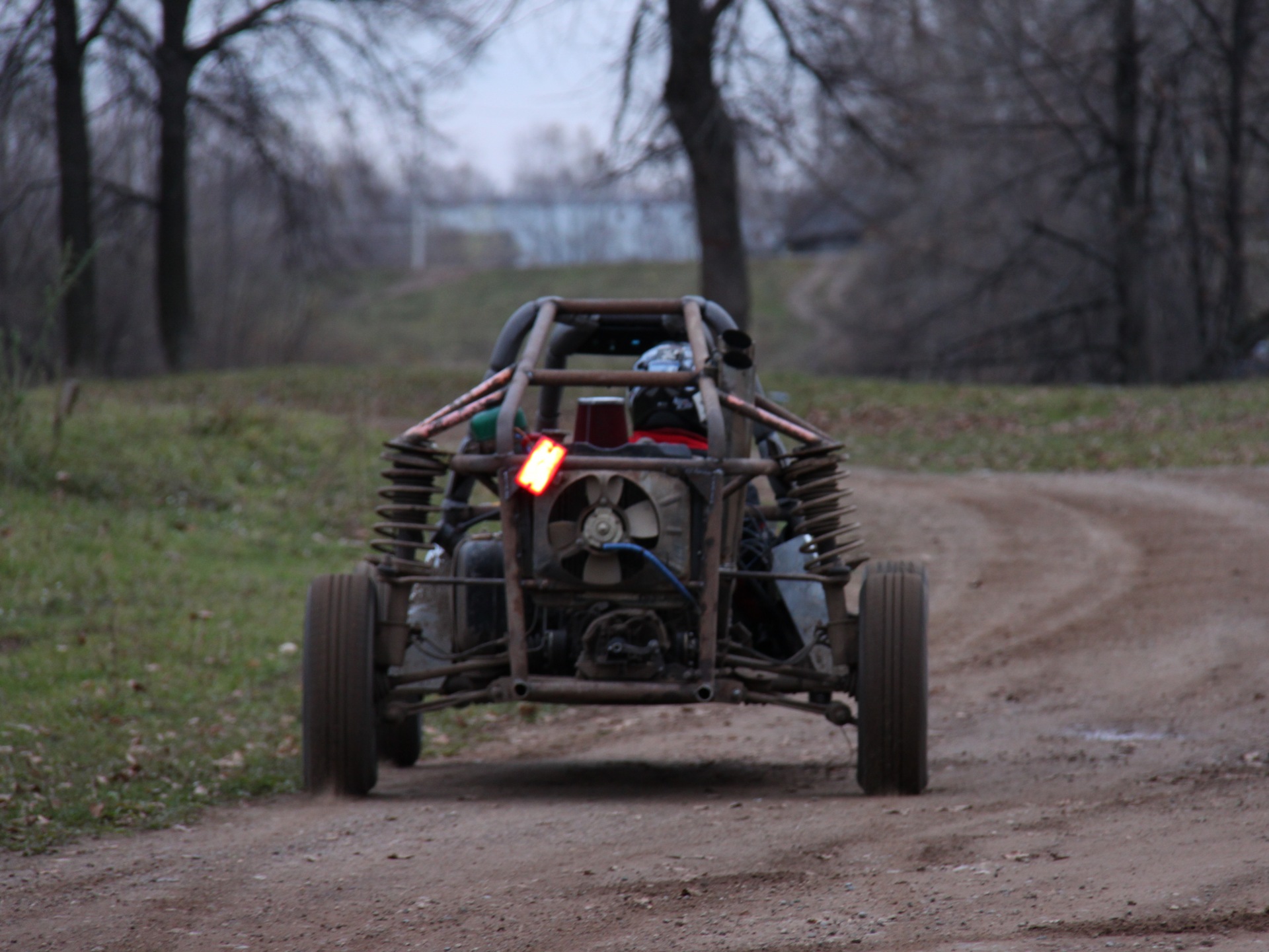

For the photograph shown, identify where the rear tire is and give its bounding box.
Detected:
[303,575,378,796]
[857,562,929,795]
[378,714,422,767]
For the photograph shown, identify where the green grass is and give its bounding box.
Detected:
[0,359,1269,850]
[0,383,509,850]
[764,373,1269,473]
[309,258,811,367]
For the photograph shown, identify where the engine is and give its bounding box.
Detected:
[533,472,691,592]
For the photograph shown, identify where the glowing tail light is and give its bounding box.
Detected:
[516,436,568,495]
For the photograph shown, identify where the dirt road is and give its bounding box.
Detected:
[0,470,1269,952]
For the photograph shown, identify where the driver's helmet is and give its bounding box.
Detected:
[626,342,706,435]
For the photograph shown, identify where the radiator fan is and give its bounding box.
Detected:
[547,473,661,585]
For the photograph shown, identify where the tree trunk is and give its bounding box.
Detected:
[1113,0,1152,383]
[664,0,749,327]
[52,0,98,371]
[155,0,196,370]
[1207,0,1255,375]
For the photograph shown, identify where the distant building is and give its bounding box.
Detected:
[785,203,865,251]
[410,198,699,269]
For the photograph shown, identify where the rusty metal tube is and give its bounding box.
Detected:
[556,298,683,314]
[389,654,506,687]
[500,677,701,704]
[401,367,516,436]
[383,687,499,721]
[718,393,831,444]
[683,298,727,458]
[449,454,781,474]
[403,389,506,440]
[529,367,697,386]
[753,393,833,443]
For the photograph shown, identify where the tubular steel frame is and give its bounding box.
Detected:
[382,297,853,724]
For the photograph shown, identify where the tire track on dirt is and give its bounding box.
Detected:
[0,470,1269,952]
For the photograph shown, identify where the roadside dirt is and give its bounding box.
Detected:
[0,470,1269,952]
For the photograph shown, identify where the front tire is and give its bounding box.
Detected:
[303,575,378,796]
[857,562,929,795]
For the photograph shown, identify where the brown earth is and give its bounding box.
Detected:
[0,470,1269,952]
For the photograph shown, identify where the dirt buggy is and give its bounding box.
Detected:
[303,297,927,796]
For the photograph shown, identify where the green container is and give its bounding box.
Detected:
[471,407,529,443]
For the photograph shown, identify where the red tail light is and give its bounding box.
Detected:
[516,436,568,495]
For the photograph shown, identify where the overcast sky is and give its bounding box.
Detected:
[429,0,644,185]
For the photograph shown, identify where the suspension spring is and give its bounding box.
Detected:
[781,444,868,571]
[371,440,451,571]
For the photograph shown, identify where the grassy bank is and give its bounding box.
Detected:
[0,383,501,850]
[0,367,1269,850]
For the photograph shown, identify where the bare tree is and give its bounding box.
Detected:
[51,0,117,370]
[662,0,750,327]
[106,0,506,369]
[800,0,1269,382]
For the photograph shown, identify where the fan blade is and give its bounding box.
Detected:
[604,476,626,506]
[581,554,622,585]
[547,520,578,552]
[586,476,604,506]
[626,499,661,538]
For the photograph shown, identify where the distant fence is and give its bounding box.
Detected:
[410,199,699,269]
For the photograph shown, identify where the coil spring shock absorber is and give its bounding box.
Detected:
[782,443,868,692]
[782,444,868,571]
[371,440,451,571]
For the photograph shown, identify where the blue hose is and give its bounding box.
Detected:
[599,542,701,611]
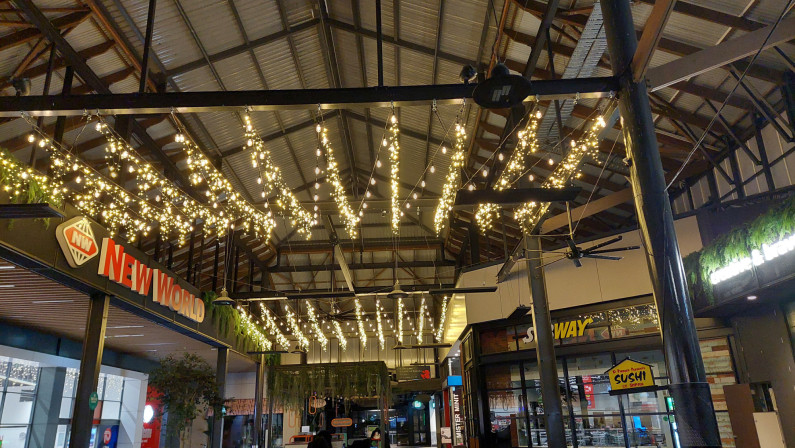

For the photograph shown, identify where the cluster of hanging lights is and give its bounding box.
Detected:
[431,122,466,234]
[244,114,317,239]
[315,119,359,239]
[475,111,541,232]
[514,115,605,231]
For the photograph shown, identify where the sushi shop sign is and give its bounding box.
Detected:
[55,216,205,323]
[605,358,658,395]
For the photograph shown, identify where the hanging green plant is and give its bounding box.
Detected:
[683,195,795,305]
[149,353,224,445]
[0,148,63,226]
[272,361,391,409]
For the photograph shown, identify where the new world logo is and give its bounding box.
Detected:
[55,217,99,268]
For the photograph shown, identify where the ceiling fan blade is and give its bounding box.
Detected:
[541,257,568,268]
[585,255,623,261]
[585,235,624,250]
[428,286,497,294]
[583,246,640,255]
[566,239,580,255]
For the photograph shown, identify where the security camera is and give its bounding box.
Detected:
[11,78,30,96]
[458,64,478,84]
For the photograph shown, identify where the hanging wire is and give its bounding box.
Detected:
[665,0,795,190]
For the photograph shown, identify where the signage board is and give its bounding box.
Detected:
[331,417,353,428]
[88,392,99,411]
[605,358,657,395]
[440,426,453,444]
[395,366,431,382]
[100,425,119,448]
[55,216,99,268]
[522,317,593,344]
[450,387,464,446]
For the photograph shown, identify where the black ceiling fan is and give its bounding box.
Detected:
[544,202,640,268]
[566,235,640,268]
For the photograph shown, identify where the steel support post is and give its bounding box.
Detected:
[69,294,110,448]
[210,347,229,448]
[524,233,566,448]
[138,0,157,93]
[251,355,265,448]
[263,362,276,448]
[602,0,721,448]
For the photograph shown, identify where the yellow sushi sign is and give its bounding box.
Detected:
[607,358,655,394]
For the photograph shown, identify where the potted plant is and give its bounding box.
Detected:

______________________________

Rewrite all of the data above with every "photograph" changed to "image" and everything else kept the same. Leave the pictures out.

For the image shown, identify where the rear tire is and give its bounding box.
Detected:
[303,575,378,796]
[857,562,929,795]
[378,714,422,767]
For the image shown, identify where the green grass is and give its bounding box.
Detected:
[0,359,1269,850]
[0,383,509,850]
[764,373,1269,473]
[309,258,811,367]
For the image shown, identify where the engine is and give its bounding box.
Detected:
[533,472,691,592]
For the image shown, identify where the glowing tail light is and give its bounding box.
Detected:
[516,436,568,495]
For the image shown, identify where the dirt road is and give its bounding box.
Detected:
[0,470,1269,952]
For the image shown, identify where the driver's helmet is and give its bounding box.
Detected:
[626,342,706,435]
For the image shown, identify where the radiator fan is and give its bounding box.
Detected:
[547,473,661,585]
For the image shown, identify where the tree trunk is and give its bounding box.
Detected:
[1113,0,1152,383]
[664,0,749,327]
[52,0,98,371]
[155,0,196,370]
[1207,0,1255,375]
For the image shown, identify where the distant building is and give its bounding box.
Detected:
[785,203,865,251]
[410,198,699,269]
For the image shown, identify where the rusty metal tube is and give its bounding box.
Detected:
[556,298,683,314]
[389,654,506,687]
[500,677,701,704]
[401,367,516,436]
[383,687,499,721]
[718,393,831,444]
[683,298,727,458]
[449,454,781,474]
[403,389,506,440]
[529,367,697,386]
[753,393,833,443]
For the image shown, identify where the tubular steel frame is and give its bounding box.
Detected:
[382,297,853,724]
For the image shown, identify where the tire track on dirt is and give its bounding box.
Detected:
[0,470,1269,952]
For the image shown, identify where the roadside dirt is and give its bounding box.
Detected:
[0,470,1269,952]
For the image shown, identify where the front tire is and give its bounding box.
Detected:
[303,575,378,796]
[857,562,929,795]
For the image shown, identify where the brown earth is and give its bounding box.
Detected:
[0,470,1269,952]
For the image shown, identify where the dirt buggy is and give its bounding box.
Detected:
[303,297,927,796]
For the image shown, identify where the green container is and give its bounding box.
Detected:
[471,407,529,443]
For the image shown, identify where the red tail light is and give its bounding box.
Detected:
[516,436,568,495]
For the image shown, identify where the overcast sky is and give its bounding box.
Detected:
[429,0,644,185]
For the image shown, identify where the suspension spring is and give its bounding box.
Detected:
[781,444,868,571]
[371,440,451,571]
For the image shown, identify where the grassy bank is and give its bounding box.
Detected:
[0,383,501,850]
[0,367,1269,850]
For the image shown, identify where the bare tree is and give its bounding box.
Detected:
[51,0,117,370]
[662,0,750,327]
[106,0,506,369]
[800,0,1269,382]
For the image shown, identify where the fan blade is and give its bounding box.
Detected:
[604,476,626,506]
[581,554,622,585]
[547,520,578,552]
[586,476,604,506]
[626,499,661,538]
For the image shown, identify where the distant fence is and give its bounding box.
Detected:
[410,199,699,269]
For the image shown, identify where the coil spring shock absorber is and give its bounding box.
Detected:
[782,443,868,692]
[782,444,868,571]
[371,440,451,571]
For the image shown, identify where the blue hose is and give its bounding box.
Detected:
[599,542,701,611]

For the image shown, identify where the cluster of hanging lights is and give its bounding box.
Detected:
[431,122,466,234]
[244,114,317,239]
[315,119,359,239]
[475,111,541,232]
[514,115,605,231]
For the image shown, identify where the sushi shop sign is and give its bounding box.
Detected:
[55,216,205,323]
[605,358,658,395]
For the image shown, identify where the hanging green plant is and give its bounding box.
Detected:
[683,195,795,305]
[149,353,224,445]
[0,148,63,226]
[272,361,391,409]
For the image shown, identify where the new world logo is and give its bounding box.
Detected:
[55,217,99,268]
For the image shown, identify where the ceiling fan blade is and give its bounding box.
Detected:
[541,257,568,268]
[585,255,623,261]
[585,235,624,250]
[428,286,497,294]
[583,246,640,255]
[566,239,580,255]
For the image shown, identify where the security camera is and give its bounding box.
Detected:
[11,78,30,96]
[458,64,478,84]
For the image shown, identify where the hanging wire is and give its bounding box.
Detected:
[665,0,795,190]
For the image shown, identify where the signage board is and give its bounding box.
Detected:
[331,417,353,428]
[88,392,99,411]
[605,358,657,395]
[440,426,453,444]
[395,366,431,382]
[100,425,119,448]
[55,216,99,268]
[522,317,593,344]
[450,387,464,446]
For the image shown, identify where the black ceiling fan is and give its bounding box.
Detected:
[544,202,640,268]
[566,235,640,268]
For the image shown, identify where the steel support post is and give its bounding box.
Detected:
[69,294,110,448]
[210,347,229,448]
[524,233,566,448]
[138,0,157,93]
[251,355,265,448]
[263,362,276,448]
[602,0,721,448]
For the image shown, identify where the yellow sushi sign is and give its bounding box.
Detected:
[607,358,655,394]
For the image shown, identify where the potted plant is and give its bounding box.
Detected:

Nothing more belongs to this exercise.